On 01/11/2024 12.11, Yunsheng Lin wrote:
> On 2024/11/1 0:18, Toke Høiland-Jørgensen wrote:
> 
> ...
> 
>>>>
>>>> Eliding the details above, but yeah, you're right, there are probably
>>>> some pernicious details to get right if we want to flush all caches. S
>>>> I wouldn't do that to start with. Instead, just add the waiting to start
>>>> with, then wait and see if this actually turns out to be a problem in
>>>> practice. And if it is, identify the source of that problem, deal with
>>>> it, rinse and repeat :)
>>>
>>> I am not sure if I have mentioned to you that jakub had a RFC for the waiting,
>>> see [1]. And Yonglong Cc'ed had tested it, the waiting caused the driver unload
>>> stalling forever and some task hung, see [2].
>>>
>>> The root cause for the above case is skb_defer_free_flush() not being called
>>> as mentioned before.
>>
>> Well, let's fix that, then! We already logic to flush backlogs when a
>> netdevice is going away, so AFAICT all that's needed is to add the
> 
> Is there a possiblity that the page_pool owned page might be still handled/cached
> in somewhere of networking if netif_rx_internal() is already called for the
> corresponding skb and skb_attempt_defer_free() is called after skb_defer_free_flush()
> added in below patch is called?
> 
> Maybe add a timeout thing like timer to call kick_defer_list_purge() if you treat
> 'outstanding forever' as leaked? I actually thought about this, but had not found
> out an elegant way to add the timeout.

[Items excerpted from a collection]
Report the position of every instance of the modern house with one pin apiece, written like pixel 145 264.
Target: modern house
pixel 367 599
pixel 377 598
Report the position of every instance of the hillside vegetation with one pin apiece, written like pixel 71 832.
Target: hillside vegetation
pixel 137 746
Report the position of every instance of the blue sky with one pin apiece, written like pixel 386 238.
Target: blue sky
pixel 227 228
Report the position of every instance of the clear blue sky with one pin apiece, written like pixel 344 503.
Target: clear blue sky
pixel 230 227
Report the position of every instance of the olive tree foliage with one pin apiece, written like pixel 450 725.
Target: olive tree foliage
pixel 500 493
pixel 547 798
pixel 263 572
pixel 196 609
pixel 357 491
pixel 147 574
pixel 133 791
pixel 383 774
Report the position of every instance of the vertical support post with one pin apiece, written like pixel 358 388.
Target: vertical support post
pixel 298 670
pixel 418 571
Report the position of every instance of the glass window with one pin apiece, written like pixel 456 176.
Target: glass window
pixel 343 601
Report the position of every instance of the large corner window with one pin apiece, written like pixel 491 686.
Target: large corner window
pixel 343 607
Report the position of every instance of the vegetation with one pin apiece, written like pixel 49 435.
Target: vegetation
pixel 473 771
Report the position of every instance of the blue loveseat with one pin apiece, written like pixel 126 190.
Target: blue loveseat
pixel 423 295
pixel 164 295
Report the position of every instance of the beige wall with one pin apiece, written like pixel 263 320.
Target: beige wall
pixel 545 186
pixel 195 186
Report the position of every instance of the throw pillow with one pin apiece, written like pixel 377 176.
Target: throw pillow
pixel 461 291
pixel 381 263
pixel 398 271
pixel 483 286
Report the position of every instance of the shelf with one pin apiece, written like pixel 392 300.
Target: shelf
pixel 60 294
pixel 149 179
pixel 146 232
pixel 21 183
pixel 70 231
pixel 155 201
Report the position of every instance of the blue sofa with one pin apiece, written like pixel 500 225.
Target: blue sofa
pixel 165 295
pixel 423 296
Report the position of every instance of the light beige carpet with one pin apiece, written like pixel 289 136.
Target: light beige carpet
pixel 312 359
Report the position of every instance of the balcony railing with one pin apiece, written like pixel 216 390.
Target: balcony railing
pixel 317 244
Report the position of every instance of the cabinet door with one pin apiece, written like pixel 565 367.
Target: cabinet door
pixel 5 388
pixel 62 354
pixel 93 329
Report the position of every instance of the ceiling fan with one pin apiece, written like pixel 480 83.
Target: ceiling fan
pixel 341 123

## GOAL
Can you update the page_pool thread from "On 01/11/2024 12.11, Yunsheng" up to and including "and repeat :)" so that "caches" reads "buffers" instead?

## TASK OUTPUT
On 01/11/2024 12.11, Yunsheng Lin wrote:
> On 2024/11/1 0:18, Toke Høiland-Jørgensen wrote:
> 
> ...
> 
>>>>
>>>> Eliding the details above, but yeah, you're right, there are probably
>>>> some pernicious details to get right if we want to flush all buffers. S
>>>> I wouldn't do that to start with. Instead, just add the waiting to start
>>>> with, then wait and see if this actually turns out to be a problem in
>>>> practice. And if it is, identify the source of that problem, deal with
>>>> it, rinse and repeat :)